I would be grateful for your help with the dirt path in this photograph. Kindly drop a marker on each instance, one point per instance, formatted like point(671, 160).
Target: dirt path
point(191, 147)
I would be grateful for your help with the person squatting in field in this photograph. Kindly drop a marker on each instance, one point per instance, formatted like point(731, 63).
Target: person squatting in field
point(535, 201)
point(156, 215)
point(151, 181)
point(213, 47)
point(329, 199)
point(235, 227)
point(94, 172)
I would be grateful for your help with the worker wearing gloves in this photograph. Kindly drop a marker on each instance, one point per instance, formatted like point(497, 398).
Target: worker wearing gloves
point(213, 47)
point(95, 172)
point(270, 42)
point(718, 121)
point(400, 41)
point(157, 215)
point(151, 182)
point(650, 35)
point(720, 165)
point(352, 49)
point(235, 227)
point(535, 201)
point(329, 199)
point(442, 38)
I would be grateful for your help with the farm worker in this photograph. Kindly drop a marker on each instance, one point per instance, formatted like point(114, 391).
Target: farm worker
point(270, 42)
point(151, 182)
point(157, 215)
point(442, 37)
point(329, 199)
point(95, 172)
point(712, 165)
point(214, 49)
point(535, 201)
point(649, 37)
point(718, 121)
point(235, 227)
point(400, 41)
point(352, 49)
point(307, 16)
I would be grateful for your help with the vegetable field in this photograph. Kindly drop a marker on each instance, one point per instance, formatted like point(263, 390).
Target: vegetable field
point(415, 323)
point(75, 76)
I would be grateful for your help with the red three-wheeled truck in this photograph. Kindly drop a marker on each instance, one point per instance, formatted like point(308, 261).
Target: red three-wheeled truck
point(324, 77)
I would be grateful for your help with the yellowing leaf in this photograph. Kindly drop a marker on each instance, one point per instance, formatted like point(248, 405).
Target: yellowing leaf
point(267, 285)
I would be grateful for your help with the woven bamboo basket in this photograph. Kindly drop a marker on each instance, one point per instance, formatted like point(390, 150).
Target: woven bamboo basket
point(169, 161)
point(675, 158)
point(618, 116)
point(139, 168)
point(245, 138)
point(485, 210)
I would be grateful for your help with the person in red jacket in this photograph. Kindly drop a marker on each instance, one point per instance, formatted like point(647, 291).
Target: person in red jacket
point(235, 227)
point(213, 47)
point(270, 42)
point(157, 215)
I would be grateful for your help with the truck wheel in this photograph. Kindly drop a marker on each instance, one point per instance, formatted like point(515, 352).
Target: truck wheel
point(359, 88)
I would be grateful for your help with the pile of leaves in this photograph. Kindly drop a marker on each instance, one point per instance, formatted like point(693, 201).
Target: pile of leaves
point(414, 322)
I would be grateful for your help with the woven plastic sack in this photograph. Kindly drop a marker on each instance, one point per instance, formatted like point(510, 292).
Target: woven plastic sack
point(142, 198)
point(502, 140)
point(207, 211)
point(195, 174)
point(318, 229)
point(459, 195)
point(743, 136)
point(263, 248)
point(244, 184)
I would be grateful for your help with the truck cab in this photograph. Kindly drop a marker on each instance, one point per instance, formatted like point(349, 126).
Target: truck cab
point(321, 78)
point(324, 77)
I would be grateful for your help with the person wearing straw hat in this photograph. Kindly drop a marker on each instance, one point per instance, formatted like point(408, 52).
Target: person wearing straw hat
● ● ● ●
▶ **TASK REQUIREMENTS**: Put the lines of the data above into a numbered list, from the first line through the line containing "point(485, 210)", both included, leaving out any blank lines.

▶ **RIGHT ANSWER**:
1. I would be grateful for your help with the dirt path in this photograph. Kindly drop a marker on each instance, one point per instance, formatted like point(671, 160).
2. Target: dirt path
3. point(191, 147)
4. I would be grateful for your help with the person squatting in field in this photograph. Kindly drop a marker on each instance, one point per instance, formatted like point(731, 63).
5. Target: person squatting in field
6. point(535, 201)
7. point(156, 215)
8. point(151, 181)
9. point(213, 47)
10. point(329, 199)
11. point(235, 227)
12. point(94, 172)
13. I would be grateful for your help with the worker wearing gloves in this photograph. Kindly drop a marker on each instance, one point per instance, formatted like point(497, 398).
14. Target: worker wearing gloves
15. point(213, 47)
16. point(95, 172)
17. point(270, 42)
18. point(718, 121)
19. point(400, 41)
20. point(157, 215)
21. point(151, 182)
22. point(650, 35)
23. point(720, 165)
24. point(352, 49)
25. point(235, 227)
26. point(535, 201)
27. point(329, 199)
28. point(442, 38)
29. I would be grateful for your help with the farm worker in this photograph. Kindly drop a marker on each instance, one point per instance, formatted like point(114, 391).
30. Target: farm worker
31. point(270, 42)
32. point(151, 182)
33. point(157, 215)
34. point(442, 37)
35. point(329, 199)
36. point(95, 172)
37. point(712, 165)
38. point(214, 49)
39. point(535, 201)
40. point(649, 37)
41. point(718, 121)
42. point(235, 227)
43. point(400, 41)
44. point(352, 49)
45. point(307, 16)
46. I would be grateful for your help with the vegetable field in this photograph. Kindly drop a marker on each instance, one point per instance, formatted like point(263, 390).
47. Target: vegetable field
48. point(415, 323)
49. point(75, 76)
50. I would be grateful for your help with the red three-wheeled truck in this photograph. Kindly drop a marker on each instance, one point per instance, formatted like point(308, 261).
51. Target: red three-wheeled truck
52. point(324, 77)
53. I would be grateful for your help with the yellowing leaf in this photograph. Kindly drop a marker on each instance, one point per instance, formatted like point(248, 405).
54. Target: yellowing leaf
55. point(267, 285)
56. I would be grateful for your help with the woven bamboo basket in this photograph. Kindly drop a marker on each instance, one point per instance, formatted like point(390, 150).
57. Target: woven bamboo basket
58. point(169, 161)
59. point(675, 158)
60. point(618, 116)
61. point(139, 168)
62. point(245, 138)
63. point(485, 210)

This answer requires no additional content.